I suppose it's a bit late to follow this thread, but I'd like to tell that in Spanish this same expression is translated as "hacerse el sueco" (to pretend to be Swedish" (no te hagas el sueco: do not pretend that you don't hear/understand me).

Best regards.


Bruno


----------



## Brainiac

In Serbian slang, there are few definitions of  _"pravi se Englez"_.  
Since it's not appropriate to post them here, you may read it in Serbian dictionary of popular expressions and slang words. 
_http://vukajlija.com/pravi-se-englez

_


----------



## Bruno 1234

Brainiac said:


> In Serbian slang, there are few definitions of  _"pravi se Englez"_.
> Since it's not appropriate to post them here, you may read it in Serbian dictionary of popular expressions and slang words.
> _http://vukajlija.com/pravi-se-englez
> 
> _


You are right, Brainiac, let's forget slang: in Spanish there was/is the rather inappropiate expression of "hijo de la Gran Bretaña" (son of the Great Britain) where tha "Great Britain" stands for "big whore" (historically England is not among the countries preferred  for Spaniards...).


----------



## POLSKAdoBOJU

In French there is an expression _Avoir ses Anglais _(literally _To have her English_) which is slang for _To have her period (menstrual cycle).

_Although this is a bit off topic, it's interesting to note how different languages use the word English.


----------



## LilianaB

There is an expression in Russian to leave the English way, meaning to leave without saying good bye, unnoticed.


----------



## marco_2

LilianaB said:


> There is an expression in Russian to leave the English way, meaning to leave without saying good bye, unnoticed.



We have the same in Polish: *wyjść po angielsku *(to leave a party unnoticed). And we also have an expression *Anglik z Kołomyi *(an Englishman from Kolomea - a town, now in Western Ukraine), which describes a person, who e.g. tries to dress and behave elegantly, but he fails because of his lack of good manners and education.

^^^^^^^^^^^^^^^^

◆ Direction 1 ◆
Recast the entries as a JSON list of strings with one string per line, from the first line of the entries through the line containing "[[[5,74],[0,169],[225,169],[193,73],[165,63],[186,27],[121,27]]]", both included. Skip blank lines and leave out the pictures.

◆ Exercise data ◆
^^^^^^^^^^^^^^^^

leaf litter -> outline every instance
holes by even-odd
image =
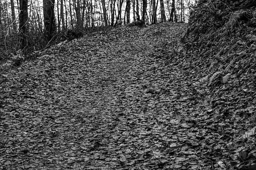
[[[117,28],[8,73],[0,168],[225,169],[234,146],[223,130],[237,132],[213,115],[195,73],[165,62],[186,27]]]

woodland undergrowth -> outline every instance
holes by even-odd
[[[228,138],[220,151],[229,152],[223,157],[230,159],[232,168],[254,169],[256,3],[199,4],[169,62],[177,63],[198,80],[208,103],[206,114],[213,118],[209,123]]]

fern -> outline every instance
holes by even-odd
[[[211,78],[210,78],[210,81],[208,84],[208,86],[210,86],[210,85],[212,83],[213,80],[214,80],[215,79],[215,78],[217,77],[217,76],[218,76],[221,72],[222,72],[221,71],[218,71],[218,72],[216,72],[215,73],[213,74],[213,75],[212,76],[212,77],[211,77]]]
[[[222,78],[222,82],[223,83],[226,83],[228,81],[228,78],[229,78],[229,76],[230,75],[230,73],[227,74],[225,76]]]
[[[209,77],[209,75],[208,75],[206,76],[205,76],[205,77],[203,77],[203,78],[202,78],[199,81],[199,82],[200,82],[200,83],[205,84],[205,83],[206,83],[208,81]]]
[[[243,134],[242,136],[243,138],[248,138],[249,136],[253,135],[255,133],[255,129],[256,129],[256,126],[247,131],[245,133],[245,134]]]

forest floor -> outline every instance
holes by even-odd
[[[5,74],[0,169],[225,169],[193,73],[165,63],[186,27],[121,27]]]

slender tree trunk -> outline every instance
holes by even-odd
[[[0,1],[0,19],[2,18],[2,5],[1,1]],[[0,29],[2,30],[2,21],[0,20]],[[0,35],[1,35],[1,32],[0,32]]]
[[[174,17],[175,15],[175,0],[173,0],[172,3],[172,11],[170,12],[170,21],[172,22],[174,22]]]
[[[82,23],[83,25],[84,22],[84,12],[86,11],[86,0],[82,1]]]
[[[131,11],[131,0],[127,0],[126,3],[126,23],[130,23],[130,12]]]
[[[75,16],[76,17],[76,25],[75,27],[79,30],[82,27],[81,19],[81,8],[80,6],[80,1],[76,0],[76,2],[75,0],[74,0],[73,3],[74,10],[75,11]]]
[[[64,10],[63,8],[63,0],[60,0],[60,20],[61,21],[61,28],[65,29],[65,21],[64,20]]]
[[[152,0],[152,24],[155,24],[155,0]]]
[[[20,14],[19,18],[20,25],[19,30],[20,32],[19,42],[20,49],[23,50],[27,46],[27,29],[28,20],[29,18],[28,13],[28,0],[20,0]]]
[[[43,0],[43,1],[45,37],[47,42],[51,40],[52,34],[56,29],[54,3],[55,0]]]
[[[65,5],[65,23],[66,23],[66,29],[67,29],[67,6],[66,5],[66,0],[64,1],[64,4]]]
[[[153,17],[152,17],[152,19],[153,19],[152,24],[155,24],[157,22],[157,18],[156,18],[156,12],[157,10],[158,6],[158,0],[157,0],[157,1],[156,2],[156,5],[155,6],[155,8],[154,8],[154,11],[153,12]]]
[[[16,17],[14,0],[11,0],[11,9],[12,10],[12,18],[13,19],[13,29],[15,33],[17,33],[17,29],[16,27],[16,24],[15,23]]]
[[[58,31],[60,30],[60,17],[59,12],[59,0],[57,0],[57,16],[58,16]]]
[[[135,17],[135,0],[132,0],[132,10],[133,14],[133,22],[136,21]]]
[[[106,9],[106,2],[105,0],[101,0],[102,4],[102,8],[103,9],[103,19],[105,26],[108,26],[108,20],[107,19],[107,10]]]
[[[137,15],[137,20],[140,20],[140,17],[139,16],[139,1],[138,0],[136,0],[136,14]]]
[[[111,0],[111,2],[112,2],[112,4],[113,4],[113,0]],[[115,8],[115,6],[116,6],[116,0],[114,0],[114,4],[113,5],[113,10],[112,10],[112,14],[111,14],[111,26],[114,26],[114,19],[115,19],[115,11],[116,11],[116,8]]]
[[[142,0],[142,20],[145,22],[145,16],[147,12],[147,0]]]
[[[124,2],[124,0],[121,0],[120,4],[120,8],[119,8],[119,11],[118,11],[118,15],[117,15],[117,19],[116,21],[116,23],[115,24],[115,26],[117,25],[117,23],[118,23],[118,19],[121,18],[121,13],[122,12],[122,6],[123,5],[123,3]],[[122,21],[120,19],[119,20],[120,22],[120,23],[122,23]]]
[[[119,20],[119,23],[122,24],[122,7],[124,0],[120,0],[119,3],[119,11],[118,12],[118,19]],[[120,14],[119,14],[120,13]]]
[[[183,17],[183,3],[182,0],[181,0],[181,22],[182,22],[182,17]]]
[[[166,22],[165,11],[164,10],[163,0],[160,0],[160,7],[161,8],[161,21],[162,22]]]
[[[167,9],[168,9],[168,13],[169,13],[169,16],[170,16],[170,5],[169,5],[169,0],[167,0],[166,4],[167,4]]]

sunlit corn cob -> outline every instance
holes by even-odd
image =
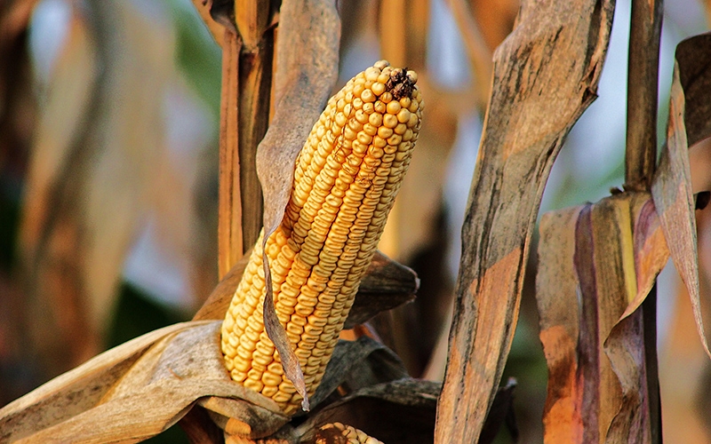
[[[267,241],[276,314],[309,396],[410,163],[422,112],[414,72],[382,60],[331,98],[297,158],[284,221]],[[292,414],[301,396],[264,329],[264,287],[260,237],[222,324],[222,352],[235,381]]]
[[[342,437],[342,438],[341,438]],[[348,444],[383,444],[368,433],[340,423],[327,424],[316,432],[316,444],[344,442]]]

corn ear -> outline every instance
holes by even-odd
[[[412,71],[385,60],[332,97],[300,151],[280,227],[266,242],[276,314],[316,391],[407,170],[422,113]],[[262,231],[263,235],[263,231]],[[301,396],[264,329],[262,237],[222,324],[232,378],[287,414]]]

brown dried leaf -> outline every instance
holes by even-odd
[[[274,432],[288,418],[272,400],[229,377],[220,326],[175,324],[100,354],[0,409],[0,440],[137,442],[208,396],[225,399],[223,408],[241,415],[251,436]]]
[[[674,265],[689,291],[704,350],[711,357],[701,316],[695,203],[689,165],[689,146],[711,134],[711,35],[698,36],[680,44],[676,59],[667,146],[651,194]]]
[[[540,232],[546,442],[649,442],[637,308],[668,258],[651,196],[625,193],[547,213]]]
[[[301,367],[275,312],[269,260],[264,246],[284,218],[296,156],[338,78],[340,20],[332,0],[286,0],[280,17],[276,110],[257,149],[257,172],[264,191],[264,327],[279,352],[284,374],[304,398],[301,407],[308,410]]]
[[[553,160],[595,98],[611,2],[525,2],[495,53],[457,283],[435,442],[474,442],[518,314],[531,230]]]
[[[543,409],[545,442],[580,442],[584,432],[584,380],[579,372],[579,283],[575,227],[584,207],[551,211],[540,218],[536,301],[540,342],[548,365]]]
[[[232,296],[247,266],[250,251],[242,257],[212,290],[194,320],[225,318]],[[375,314],[415,298],[419,280],[415,272],[377,250],[358,287],[345,328],[352,329]]]
[[[431,443],[440,387],[411,378],[366,387],[309,415],[293,435],[310,442],[313,431],[338,421],[388,444]]]

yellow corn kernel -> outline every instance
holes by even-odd
[[[414,78],[381,60],[329,100],[297,158],[282,225],[267,240],[275,308],[309,396],[324,376],[410,163],[422,110]],[[222,352],[233,379],[291,415],[301,400],[264,332],[261,242],[222,324]]]
[[[348,444],[383,444],[382,441],[369,436],[362,430],[341,423],[331,423],[319,427],[316,444],[329,442],[348,442]]]

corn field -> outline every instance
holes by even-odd
[[[0,4],[0,443],[711,443],[709,23]]]

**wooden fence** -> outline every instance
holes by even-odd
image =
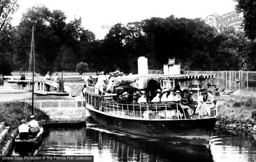
[[[256,90],[256,71],[185,71],[184,72],[184,74],[216,74],[215,78],[206,81],[226,90]]]

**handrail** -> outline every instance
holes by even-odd
[[[174,116],[178,117],[180,115],[178,112],[182,108],[181,105],[178,103],[121,104],[109,102],[107,100],[101,101],[100,105],[99,111],[105,113],[118,116],[125,116],[128,118],[142,119],[144,117],[148,120],[173,119]],[[184,110],[183,113],[185,116]],[[150,114],[151,114],[150,117]],[[185,119],[186,119],[185,117]]]

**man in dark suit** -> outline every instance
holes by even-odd
[[[129,93],[128,93],[128,92],[125,92],[123,94],[123,95],[124,97],[123,97],[123,99],[121,101],[121,103],[123,104],[127,104]]]
[[[118,103],[120,104],[122,101],[122,100],[123,100],[123,94],[122,94],[121,93],[120,93],[118,94],[118,98],[117,98],[117,101]]]

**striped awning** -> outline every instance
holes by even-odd
[[[121,82],[134,82],[140,78],[147,78],[148,80],[157,80],[163,79],[165,80],[205,80],[207,78],[215,78],[215,74],[187,74],[177,75],[167,74],[135,74],[131,76],[118,77],[116,78],[118,81]]]

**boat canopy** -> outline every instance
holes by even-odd
[[[169,74],[134,74],[131,76],[118,77],[116,79],[121,82],[133,82],[139,78],[156,80],[204,80],[206,79],[215,78],[216,74],[187,74],[177,75]]]

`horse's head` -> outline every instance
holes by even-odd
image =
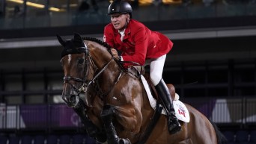
[[[76,107],[79,101],[79,94],[84,91],[83,84],[86,79],[86,63],[88,63],[88,48],[78,34],[67,40],[57,36],[59,43],[64,47],[61,63],[63,67],[64,87],[62,99],[69,107]]]

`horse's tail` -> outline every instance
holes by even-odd
[[[210,120],[210,122],[213,125],[215,132],[216,134],[218,144],[227,143],[228,140],[224,136],[224,134],[219,130],[219,128],[217,127],[217,125],[213,121]]]

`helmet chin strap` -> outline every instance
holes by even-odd
[[[129,22],[129,17],[127,16],[127,22],[125,22],[124,26],[121,28],[121,30],[118,30],[118,31],[124,31],[125,28],[127,28]]]

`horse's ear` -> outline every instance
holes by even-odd
[[[61,36],[59,36],[58,34],[56,35],[58,42],[62,45],[62,46],[66,46],[66,40],[63,40],[62,37]]]

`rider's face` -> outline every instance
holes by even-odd
[[[115,13],[111,15],[111,22],[114,28],[117,30],[123,31],[125,28],[126,23],[129,19],[128,13]]]

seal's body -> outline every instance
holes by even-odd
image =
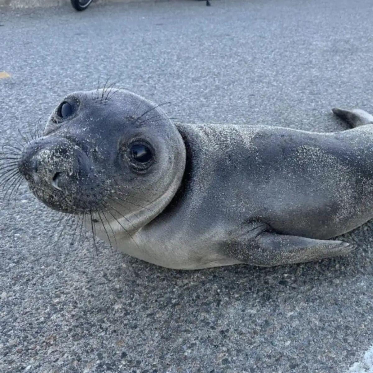
[[[332,133],[174,124],[134,94],[104,94],[65,98],[19,168],[126,253],[180,269],[307,261],[350,252],[327,239],[373,217],[365,112],[336,109],[355,128]]]

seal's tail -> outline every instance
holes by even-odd
[[[341,119],[349,123],[354,128],[366,124],[373,124],[373,115],[360,109],[345,110],[334,108],[332,111]]]

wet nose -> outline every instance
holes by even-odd
[[[77,171],[76,159],[79,151],[65,139],[40,140],[31,144],[22,155],[18,168],[29,182],[59,191],[68,186]]]

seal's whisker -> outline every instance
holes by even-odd
[[[125,206],[124,206],[123,205],[120,203],[119,201],[120,201],[120,202],[124,202],[126,203],[129,203],[130,205],[132,205],[134,206],[136,206],[136,207],[140,207],[141,209],[145,209],[145,210],[147,210],[148,211],[151,211],[152,212],[155,212],[154,210],[152,210],[151,209],[149,209],[146,206],[147,205],[146,205],[145,206],[143,206],[142,205],[139,205],[137,203],[135,203],[134,202],[132,202],[130,201],[128,201],[128,200],[124,199],[124,198],[119,198],[119,197],[109,197],[109,198],[111,198],[112,200],[113,199],[113,198],[115,198],[115,201],[117,203],[118,203],[121,206],[122,206],[124,207],[125,207]],[[152,203],[151,202],[149,203],[148,204],[148,205],[150,204],[151,204],[151,203]]]
[[[14,192],[14,203],[15,203],[16,202],[16,197],[17,196],[17,194],[18,192],[18,189],[19,189],[19,187],[22,185],[22,183],[23,181],[23,178],[22,177],[22,176],[20,176],[19,178],[19,181],[18,182],[18,186],[16,189],[15,192]]]
[[[92,238],[93,239],[93,244],[96,250],[96,254],[98,258],[98,250],[97,248],[97,245],[96,244],[96,228],[94,226],[94,225],[93,224],[93,218],[92,217],[92,211],[90,211],[90,216],[91,217],[91,228],[92,232]]]
[[[107,101],[110,101],[112,97],[113,96],[114,96],[115,94],[116,94],[116,93],[117,93],[118,92],[120,91],[120,90],[119,89],[115,90],[115,91],[113,91],[113,93],[112,93],[112,94],[110,95],[109,95],[108,94],[107,97],[106,98],[106,100]],[[110,93],[109,92],[109,93]]]
[[[115,200],[113,200],[113,201],[114,202],[116,202],[116,201],[115,201]],[[111,205],[110,205],[109,203],[107,202],[107,201],[105,201],[104,203],[103,202],[103,203],[106,203],[106,204],[107,205],[107,206],[109,206],[110,209],[112,209],[112,210],[113,210],[117,214],[119,214],[120,216],[122,216],[124,219],[125,219],[128,222],[128,223],[129,224],[131,224],[131,225],[132,226],[133,228],[134,228],[135,229],[136,229],[136,227],[132,223],[132,222],[131,222],[128,219],[128,217],[127,217],[126,216],[125,216],[124,215],[123,215],[122,214],[121,214],[116,209],[115,209],[115,207],[113,207]]]
[[[104,206],[103,206],[103,207]],[[116,238],[115,237],[115,233],[114,233],[114,231],[113,230],[113,228],[112,227],[111,225],[110,224],[110,222],[109,222],[109,220],[108,220],[107,218],[106,217],[106,216],[105,214],[105,211],[104,211],[104,210],[103,210],[103,209],[101,209],[101,212],[102,213],[102,214],[104,216],[104,217],[105,218],[105,220],[106,220],[106,222],[107,222],[107,224],[109,225],[109,227],[110,228],[110,230],[112,231],[112,233],[113,233],[113,237],[114,237],[114,240],[115,241],[116,246],[116,247],[118,247],[118,242],[117,242]]]
[[[20,148],[8,143],[3,144],[1,147],[1,151],[4,151],[4,150],[6,149],[7,148],[10,148],[11,149],[18,151],[18,154],[20,154],[22,152],[22,149]]]
[[[140,116],[138,117],[135,120],[135,121],[133,123],[132,123],[132,125],[134,126],[136,124],[138,120],[139,120],[140,119],[141,119],[141,118],[142,117],[143,117],[144,115],[146,115],[147,114],[148,114],[148,113],[150,113],[150,112],[151,112],[152,110],[154,110],[154,109],[156,109],[158,107],[160,107],[160,106],[163,106],[164,105],[166,105],[166,104],[169,104],[171,102],[169,101],[167,101],[166,102],[163,102],[162,104],[160,104],[159,105],[156,105],[155,106],[153,106],[153,107],[151,108],[151,109],[148,109],[148,110],[147,110],[146,111],[145,111],[144,113],[143,113]]]
[[[11,168],[15,169],[17,168],[17,164],[18,163],[18,162],[10,162],[9,163],[7,163],[5,164],[2,164],[1,165],[1,167],[0,167],[0,171],[2,170],[5,170]]]
[[[102,225],[102,228],[104,228],[104,230],[105,231],[105,233],[106,234],[106,236],[107,237],[107,239],[109,240],[109,243],[110,244],[111,246],[112,246],[112,241],[110,239],[110,237],[109,237],[109,233],[107,233],[107,231],[106,230],[106,228],[105,227],[105,224],[104,224],[104,222],[102,220],[102,218],[101,217],[101,214],[100,213],[100,210],[97,210],[96,212],[97,213],[97,215],[98,216],[98,217],[100,218],[100,221],[101,222],[101,224]],[[101,212],[102,211],[101,211]]]
[[[107,93],[107,94],[106,95],[106,97],[105,98],[104,101],[108,101],[108,97],[109,97],[109,95],[110,94],[110,93],[112,91],[112,90],[113,89],[113,87],[115,85],[116,83],[115,82],[114,83],[110,84],[109,89],[108,90],[109,92]]]
[[[7,177],[7,175],[9,176],[9,174],[11,172],[14,172],[17,173],[19,172],[18,169],[17,168],[17,166],[9,166],[8,167],[3,169],[2,171],[2,172],[1,173],[0,173],[0,180],[3,178]],[[2,181],[0,182],[0,185],[1,185],[2,184]]]
[[[10,192],[10,194],[9,194],[9,195],[8,196],[8,201],[7,201],[7,203],[8,204],[9,203],[9,201],[10,200],[10,198],[12,197],[12,193],[14,191],[14,189],[15,188],[16,186],[17,186],[17,183],[18,183],[18,181],[19,181],[19,178],[22,177],[22,175],[18,175],[18,176],[16,176],[14,180],[13,180],[13,182],[12,183],[10,183],[9,186],[8,187],[7,189],[6,189],[6,190],[5,191],[5,192],[4,193],[3,198],[3,199],[4,200],[5,199],[5,197],[6,197],[6,195],[8,194],[8,192],[9,192],[9,191],[10,190],[11,188],[12,188],[12,187],[13,187],[13,189],[12,189],[12,191]]]
[[[0,161],[2,161],[4,160],[19,160],[19,158],[18,158],[15,157],[2,157],[1,159],[0,159]]]
[[[40,131],[41,127],[41,118],[39,118],[36,124],[34,125],[34,137],[35,138],[38,138],[40,137]]]
[[[110,205],[109,206],[110,206]],[[112,209],[113,208],[111,207],[111,208]],[[115,209],[113,209],[115,211],[116,211]],[[117,213],[119,214],[119,215],[123,216],[123,215],[122,215],[122,214],[120,213],[118,213],[117,211],[116,212]],[[130,238],[131,238],[131,239],[133,241],[134,243],[136,245],[136,247],[137,248],[140,250],[140,248],[138,247],[138,245],[137,244],[137,242],[136,241],[135,241],[135,240],[134,239],[134,238],[132,236],[132,235],[131,235],[131,233],[130,233],[129,232],[128,232],[128,231],[127,231],[127,229],[126,229],[126,228],[123,226],[122,223],[121,223],[120,222],[113,214],[112,213],[110,212],[110,210],[108,210],[107,212],[108,213],[110,214],[112,216],[113,218],[115,220],[116,220],[117,223],[118,224],[119,224],[119,225],[120,225],[120,226],[123,228],[123,230],[128,235],[128,237],[129,237]],[[124,217],[125,219],[126,219],[125,217],[125,216],[123,216],[123,217]],[[128,219],[126,219],[126,220],[128,220]]]
[[[154,116],[151,117],[150,118],[147,118],[146,119],[144,119],[143,120],[141,121],[140,122],[140,124],[143,124],[144,123],[151,123],[151,120],[152,119],[154,119],[156,118],[158,118],[159,117],[163,117],[166,116],[167,117],[167,114],[170,114],[171,113],[173,113],[175,112],[174,110],[173,110],[170,112],[167,112],[165,113],[162,113],[160,114],[158,114],[157,115],[154,115]],[[163,118],[160,118],[160,120],[163,119]]]
[[[76,219],[76,217],[78,217],[78,219]],[[75,223],[76,221],[76,223],[75,225],[75,228],[74,228],[74,230],[73,231],[72,236],[71,238],[71,241],[70,241],[70,246],[72,246],[74,245],[74,240],[75,238],[75,235],[76,233],[76,230],[78,229],[78,226],[79,225],[79,221],[80,220],[80,215],[78,214],[76,215],[74,215],[74,218],[73,219],[73,221]]]
[[[1,193],[4,193],[4,189],[6,186],[7,183],[11,180],[18,173],[18,170],[16,170],[13,173],[11,174],[7,178],[0,183],[0,186],[2,186],[1,190]]]
[[[82,215],[82,222],[81,223],[80,225],[80,231],[79,232],[79,241],[78,241],[78,245],[80,244],[81,240],[82,239],[82,233],[83,232],[83,227],[84,225],[84,223],[85,222],[85,213],[84,212],[83,213]],[[85,232],[84,232],[84,235],[85,236]]]

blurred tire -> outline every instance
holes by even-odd
[[[92,0],[71,0],[73,7],[77,10],[84,10],[92,2]]]

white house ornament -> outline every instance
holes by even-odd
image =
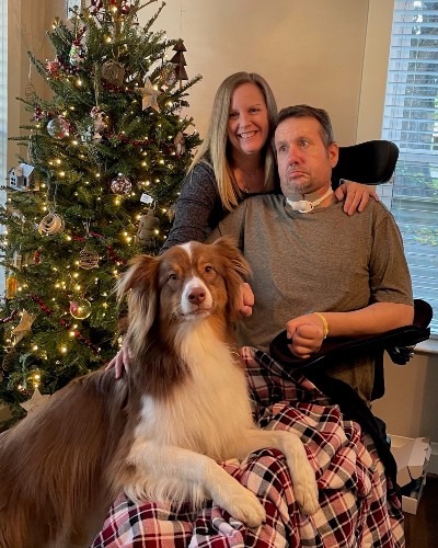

^^^^^^^^^^^^^^^^

◆ Direction 2 ◆
Copy the forum thread word for word, from "You are right, Brainiac, let's" through "the word English.", both ends included.

◆ Finished answer 1 ◆
[
  "leaf litter -> outline every instance",
  "holes by even-odd",
  "image =",
  "[[[117,28],[8,73],[0,168],[225,169],[234,146],[223,130],[237,132],[213,115],[195,73],[165,62],[186,27]]]",
  "woodland undergrowth -> outline every instance",
  "holes by even-odd",
  "[[[228,138],[220,151],[229,152],[223,157],[230,159],[232,168],[254,169],[256,3],[199,4],[169,62],[177,63],[198,80],[208,103],[206,114],[213,118],[209,123]]]",
  "fern -> outline every instance",
  "holes by even-odd",
  "[[[211,78],[210,78],[210,81],[208,84],[208,86],[210,86],[210,85],[212,83],[213,80],[214,80],[215,79],[215,78],[217,77],[217,76],[218,76],[221,72],[222,72],[221,71],[218,71],[218,72],[216,72],[215,73],[213,74],[213,75],[212,76],[212,77],[211,77]]]",
  "[[[222,78],[222,82],[223,83],[226,83],[228,81],[228,78],[229,78],[229,76],[230,75],[230,73],[227,74],[225,76]]]",
  "[[[209,77],[209,75],[208,75],[206,76],[205,76],[205,77],[203,77],[203,78],[202,78],[199,81],[199,82],[200,82],[200,83],[205,84],[205,83],[206,83],[208,81]]]",
  "[[[243,134],[242,136],[243,138],[248,138],[249,136],[253,135],[255,133],[255,129],[256,129],[256,126],[247,131],[245,133],[245,134]]]",
  "forest floor -> outline every instance",
  "holes by even-odd",
  "[[[5,74],[0,169],[225,169],[193,73],[165,63],[186,27],[121,27]]]"
]

◆ Finished answer 2 ◆
You are right, Brainiac, let's forget slang: in Spanish there was/is the rather inappropiate expression of "hijo de la Gran Bretaña" (son of the Great Britain) where tha "Great Britain" stands for "big whore" (historically England is not among the countries preferred  for Spaniards...).


----------



## POLSKAdoBOJU

In French there is an expression _Avoir ses Anglais _(literally _To have her English_) which is slang for _To have her period (menstrual cycle).

_Although this is a bit off topic, it's interesting to note how different languages use the word English.